[Boundary annotation entries]
--- begin ---

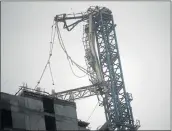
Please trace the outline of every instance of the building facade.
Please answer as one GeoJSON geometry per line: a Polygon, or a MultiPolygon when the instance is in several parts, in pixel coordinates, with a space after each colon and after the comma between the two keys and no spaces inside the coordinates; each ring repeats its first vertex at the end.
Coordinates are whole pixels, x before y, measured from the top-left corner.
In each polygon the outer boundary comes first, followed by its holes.
{"type": "Polygon", "coordinates": [[[77,119],[74,102],[28,90],[1,93],[0,98],[1,130],[88,130],[89,123],[77,119]]]}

--- end ---

What needs to be done: Convert the entries above into a two-column CSV with the headers "instruction" and "polygons", one row per entry. Put each entry's text and its answer in their own quoted field, replace line breaks with spaces, and leave out the pictures.

Expected answer:
instruction,polygons
"Please trace the outline of every instance of the building facade. Please answer as one GeoJSON geometry per line: a Polygon, or a MultiPolygon when the instance is in several parts, in pixel coordinates, with a space after each colon and after the comma between the two keys and no spaces inside the coordinates; each ring repeats its first vertex at the end. Coordinates are whole pixels, x before y, measured from the top-left corner. In each polygon the outer boundary comes first, followed by its holes.","{""type"": ""Polygon"", ""coordinates"": [[[77,119],[74,102],[28,90],[1,93],[0,98],[1,130],[88,130],[89,123],[77,119]]]}"